Text shown
Granulocyte-macrophage colony-stimulating factor (GM-CSF) plays a central part in orchestrating trained immunity (TI) across the hematopoietic hierarchy, functioning both as a direct activator of TI and as a critical mediator sustaining TI once established. GM-CSF-induced TI promotes persistent metabolic and epigenetic reprogramming in monocytes and their progenitors, driving long-lasting hyperinflammatory responses that accelerate atherogenesis. In atherosclerotic lesions, elevated GM-CSF amplifies myelopoiesis, enhances monocyte recruitment, and sustains pro-inflammatory macrophage activity, thereby contributing to plaque progression and instability. Because GM-CSF functions both upstream and downstream of TI, it reinforces a self-perpetuating inflammatory circuit within the vessel wall and bone marrow. Targeting GM-CSF or its downstream training pathways therefore offers a promising strategy to interrupt chronic innate immune activation and mitigate cardiovascular risk beyond conventional lipid-lowering therapies. However, the mechanism of GM-CSF-induced TI remains poorly characterized.

Apply what you read
#1 In the passage on GM-CSF and trained immunity, what kind of reprogramming does GM-CSF-induced trained immunity cause in monocytes and their progenitors?
#2 Write the next part of the passage on GM-CSF and trained immunity, picking up right after its final sentence.

Exercise data
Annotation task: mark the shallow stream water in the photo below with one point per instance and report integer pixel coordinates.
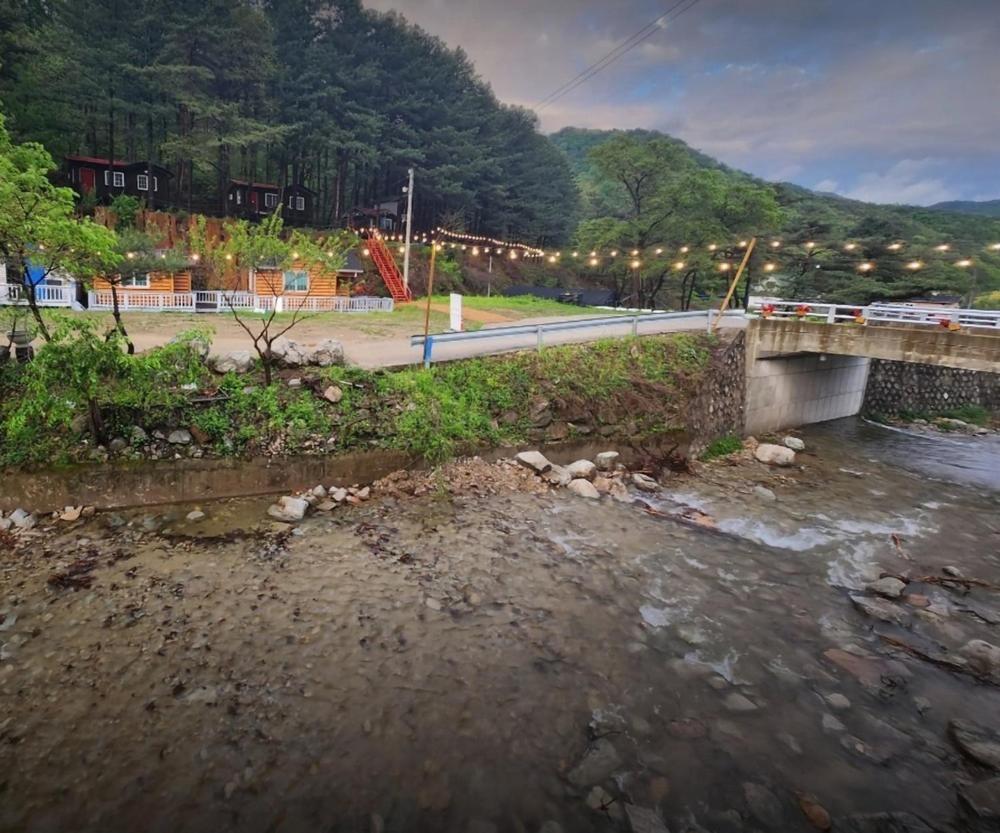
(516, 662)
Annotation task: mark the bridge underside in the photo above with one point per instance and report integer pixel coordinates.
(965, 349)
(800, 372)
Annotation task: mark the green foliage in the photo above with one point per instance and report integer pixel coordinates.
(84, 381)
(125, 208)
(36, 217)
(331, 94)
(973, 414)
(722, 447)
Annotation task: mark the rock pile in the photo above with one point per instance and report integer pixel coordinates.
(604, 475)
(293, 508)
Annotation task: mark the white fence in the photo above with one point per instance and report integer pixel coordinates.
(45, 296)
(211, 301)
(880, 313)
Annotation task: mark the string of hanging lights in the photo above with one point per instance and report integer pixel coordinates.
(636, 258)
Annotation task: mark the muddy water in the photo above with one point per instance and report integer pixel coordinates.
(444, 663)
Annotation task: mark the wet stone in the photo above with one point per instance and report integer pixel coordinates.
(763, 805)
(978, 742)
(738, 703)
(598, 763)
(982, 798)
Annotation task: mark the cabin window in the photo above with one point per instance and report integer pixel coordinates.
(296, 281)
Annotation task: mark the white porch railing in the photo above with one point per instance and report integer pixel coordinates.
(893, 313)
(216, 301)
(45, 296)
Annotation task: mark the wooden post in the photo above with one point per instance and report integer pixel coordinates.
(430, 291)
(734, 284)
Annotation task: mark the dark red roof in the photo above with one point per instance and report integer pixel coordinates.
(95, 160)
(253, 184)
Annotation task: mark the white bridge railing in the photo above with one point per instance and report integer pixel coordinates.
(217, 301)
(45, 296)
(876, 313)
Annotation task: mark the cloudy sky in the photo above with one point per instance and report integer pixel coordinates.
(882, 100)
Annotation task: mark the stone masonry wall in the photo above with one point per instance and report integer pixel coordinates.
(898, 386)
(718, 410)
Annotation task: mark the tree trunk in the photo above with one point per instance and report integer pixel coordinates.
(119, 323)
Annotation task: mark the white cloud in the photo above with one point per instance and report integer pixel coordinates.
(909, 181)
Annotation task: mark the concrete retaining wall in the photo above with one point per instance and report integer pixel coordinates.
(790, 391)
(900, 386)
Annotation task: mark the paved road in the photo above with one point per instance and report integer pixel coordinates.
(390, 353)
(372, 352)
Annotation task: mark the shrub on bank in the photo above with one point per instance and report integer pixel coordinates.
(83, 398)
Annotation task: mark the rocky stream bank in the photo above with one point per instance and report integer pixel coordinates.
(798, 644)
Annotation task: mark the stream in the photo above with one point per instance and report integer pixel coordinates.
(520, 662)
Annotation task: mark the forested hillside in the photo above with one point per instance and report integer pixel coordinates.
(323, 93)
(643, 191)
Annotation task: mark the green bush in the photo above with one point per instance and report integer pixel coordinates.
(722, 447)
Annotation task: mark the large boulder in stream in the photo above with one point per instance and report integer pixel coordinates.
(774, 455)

Results for the exercise
#1 Persistent metabolic and epigenetic reprogramming.

#2
In this study, we investigated GM-CSF-induced TI and characterized the accompanying metabolic and epigenetic reprogramming, with a particular focus on the role of liver X receptors (LXRs) in this process. Our results demonstrate that GM-CSF induces TI by enhancing cellular metabolism, as evidenced by increased glycolysis, mitochondrial activity, fatty acid oxidation, and pyruvate metabolism. Lipidomics and RNA sequencing analyses revealed upregulation of lipid synthesis, high triglyceride storage, and acetyl-CoA–producing pathways, leading to increased histone acetylation in GM-CSF–trained cells. Furthermore, glycolysis and mitochondrial metabolism are essential for establishing TI in these cells. Notably, GM-CSF activated LXR signaling, potentially mediated via PPARγ. Pharmacological activation of LXR amplified, but its inhibition attenuated, GM-CSF–induced TI via reducing glycolytic flux and histone acetylation. Interestingly, LXR antagonist suppressed metabolic rewiring and histone modifications induced by oxidized low-density lipoprotein (oxLDL), a pathological LXR agonist.
Together, GM-CSF induced TI may contribute to the pathogenesis of atherosclerosis and cellular metabolism and LXR signaling might be targeted as a potential therapeutic approach to modulate maladaptive TI.